Grippe Porcine. De la crainte à l’ironie, en passant par le business, les passagers tentent de s’adapter à la situation, se félicitant des mesures d’hygiène et de propreté finalement appliquées. Reportage.

 

La grippe à la une du métro

 

Peut-on parler de changement ? Des dizaines de passagers attendent sur le quai de la station Hamamat Al-Qobba, bien tranquillement comme d’habitude, l’arrivée du métro en direction de Hélouan. Il est midi et il fait bien chaud. En attendant, des dizaines d’interrogations s’imposent : les trains seront-ils aussi propres tel que décrit dans la plupart des journaux ? Les passagers seront-ils au niveau de la responsabilité et porteront-ils leurs masques ? Les wagons seront-ils bien aérés et les ventilateurs fonctionneront-ils enfin ? Et le plus important, ne me suis-je pas précipitée en prenant la décision de me déplacer en métro ?

Les réponses ne vont pas tarder, voilà le métro qui approche.

La grippe porcine. Il ne s’agit pas uniquement de la une de tous les journaux. Mais aussi la une des wagons du métro. Les gens ne parlent que de ça. Il suffit qu’une seule personne pénètre dans le wagon et commence à porter son masque protecteur pour que tous les regards se tournent vers elle, et voilà qu’elle ouvre spontanément un sujet de discussion entre les passagers.

Certains donnent des conseils généraux, d’autres insistent sur le danger de cette nouvelle pandémie, alors que dans un autre coin, il y en a ceux qui essayent d’alléger les choses en s’y moquant.

En effet, les réactions vis-à-vis de cette nouvelle situation sont bien différentes, voire même contrastées. Mais ce qui est sûr, c’est que l’on est encore bien loin de parler d’une vraie panique. Les voyageurs sont plutôt calmes. Pour certains, ce sont les mesures sécuritaires qui ont, sans aucun doute, aidé à rassurer les passagers du métro.

Un calme qui, dans le fond, est bien choquant. Très peu ont pensé à porter des masques. Uniquement 3 personnes dans ce wagon. Et dans le reste du train, on ne compte même pas une dizaine. Mais il est vrai que la plupart ont pris des précautions en posant leurs mouchoirs sur le nez. Certaines femmes voilées se trouvent avantagées. Elles se cachent la bouche et le nez avec le bout de leur voile.

**Entrées extraites:**
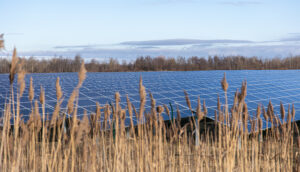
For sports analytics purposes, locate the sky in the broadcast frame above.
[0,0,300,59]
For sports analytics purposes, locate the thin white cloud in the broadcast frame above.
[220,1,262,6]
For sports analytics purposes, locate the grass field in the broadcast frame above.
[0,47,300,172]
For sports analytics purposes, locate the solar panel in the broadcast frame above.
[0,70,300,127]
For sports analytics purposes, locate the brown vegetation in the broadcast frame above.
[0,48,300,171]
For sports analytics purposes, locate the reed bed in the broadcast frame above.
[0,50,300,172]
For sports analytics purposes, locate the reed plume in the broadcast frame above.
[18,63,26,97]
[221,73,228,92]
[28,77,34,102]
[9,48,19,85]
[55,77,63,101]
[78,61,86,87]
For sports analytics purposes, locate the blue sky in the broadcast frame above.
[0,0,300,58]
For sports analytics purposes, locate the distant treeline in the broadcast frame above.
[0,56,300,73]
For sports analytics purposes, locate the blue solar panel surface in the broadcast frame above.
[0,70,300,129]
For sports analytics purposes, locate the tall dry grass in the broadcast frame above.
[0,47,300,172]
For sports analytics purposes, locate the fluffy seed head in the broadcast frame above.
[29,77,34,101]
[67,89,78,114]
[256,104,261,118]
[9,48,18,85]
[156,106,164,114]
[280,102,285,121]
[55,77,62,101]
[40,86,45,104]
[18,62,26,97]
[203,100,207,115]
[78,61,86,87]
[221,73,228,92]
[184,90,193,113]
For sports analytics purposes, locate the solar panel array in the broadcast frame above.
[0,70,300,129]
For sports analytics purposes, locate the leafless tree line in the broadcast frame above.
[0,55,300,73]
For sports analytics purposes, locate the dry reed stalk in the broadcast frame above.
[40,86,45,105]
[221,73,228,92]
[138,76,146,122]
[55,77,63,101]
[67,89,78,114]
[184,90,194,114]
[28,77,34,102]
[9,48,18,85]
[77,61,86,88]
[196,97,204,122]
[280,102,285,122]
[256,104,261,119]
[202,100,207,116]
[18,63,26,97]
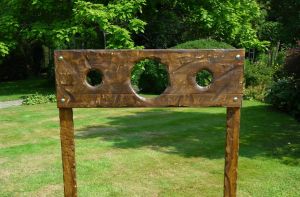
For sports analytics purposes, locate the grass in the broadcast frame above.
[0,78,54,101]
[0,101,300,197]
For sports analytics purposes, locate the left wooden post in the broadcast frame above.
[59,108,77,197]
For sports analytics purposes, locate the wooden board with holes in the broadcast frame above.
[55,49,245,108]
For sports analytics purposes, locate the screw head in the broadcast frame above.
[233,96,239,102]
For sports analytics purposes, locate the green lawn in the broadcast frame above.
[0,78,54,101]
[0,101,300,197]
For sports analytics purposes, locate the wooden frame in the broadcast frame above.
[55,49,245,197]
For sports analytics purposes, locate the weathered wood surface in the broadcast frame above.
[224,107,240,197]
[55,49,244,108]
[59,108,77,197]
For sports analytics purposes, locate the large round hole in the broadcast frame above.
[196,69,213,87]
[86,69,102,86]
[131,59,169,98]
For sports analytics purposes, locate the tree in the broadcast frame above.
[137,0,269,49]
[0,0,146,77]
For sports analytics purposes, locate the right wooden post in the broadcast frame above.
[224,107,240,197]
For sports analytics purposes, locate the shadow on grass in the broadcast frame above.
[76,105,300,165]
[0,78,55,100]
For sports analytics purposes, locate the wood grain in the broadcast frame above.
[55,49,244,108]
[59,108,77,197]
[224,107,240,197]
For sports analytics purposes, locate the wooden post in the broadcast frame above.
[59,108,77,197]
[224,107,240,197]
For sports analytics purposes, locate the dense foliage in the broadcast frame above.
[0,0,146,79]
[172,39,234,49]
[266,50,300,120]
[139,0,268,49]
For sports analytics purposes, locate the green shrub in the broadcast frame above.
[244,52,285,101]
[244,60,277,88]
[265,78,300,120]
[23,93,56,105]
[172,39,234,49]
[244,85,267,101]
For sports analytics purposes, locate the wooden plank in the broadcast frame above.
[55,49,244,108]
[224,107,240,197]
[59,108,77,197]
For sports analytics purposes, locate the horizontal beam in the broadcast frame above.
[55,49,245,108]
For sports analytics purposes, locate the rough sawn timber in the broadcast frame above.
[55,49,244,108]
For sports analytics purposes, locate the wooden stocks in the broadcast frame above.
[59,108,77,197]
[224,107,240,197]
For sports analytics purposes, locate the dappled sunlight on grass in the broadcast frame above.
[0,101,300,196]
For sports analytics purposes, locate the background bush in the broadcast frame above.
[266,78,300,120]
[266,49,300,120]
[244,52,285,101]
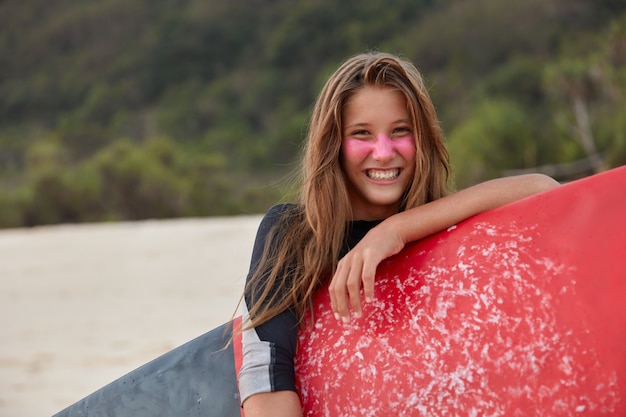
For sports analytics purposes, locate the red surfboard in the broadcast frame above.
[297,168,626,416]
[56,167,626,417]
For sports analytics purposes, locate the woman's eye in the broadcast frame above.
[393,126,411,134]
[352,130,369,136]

**Problèmes à résoudre:**
[1] Dans le reportage, relevez toutes les interrogations énumérées juste après « des dizaines d'interrogations s'imposent ».
[2] Recopiez, s'il vous plaît, tout le reportage depuis « La grippe à » jusqu'à « métro qui approche. ».

**Réponses:**
[1]
- Les trains seront-ils aussi propres tel que décrit dans la plupart des journaux ?
- Les passagers seront-ils au niveau de la responsabilité et porteront-ils leurs masques ?
- Les wagons seront-ils bien aérés et les ventilateurs fonctionneront-ils enfin ?
- Ne me suis-je pas précipitée en prenant la décision de me déplacer en métro ?

[2]
La grippe à la une du métro

 

Peut-on parler de changement ? Des dizaines de passagers attendent sur le quai de la station Hamamat Al-Qobba, bien tranquillement comme d’habitude, l’arrivée du métro en direction de Hélouan. Il est midi et il fait bien chaud. En attendant, des dizaines d’interrogations s’imposent : les trains seront-ils aussi propres tel que décrit dans la plupart des journaux ? Les passagers seront-ils au niveau de la responsabilité et porteront-ils leurs masques ? Les wagons seront-ils bien aérés et les ventilateurs fonctionneront-ils enfin ? Et le plus important, ne me suis-je pas précipitée en prenant la décision de me déplacer en métro ?

Les réponses ne vont pas tarder, voilà le métro qui approche.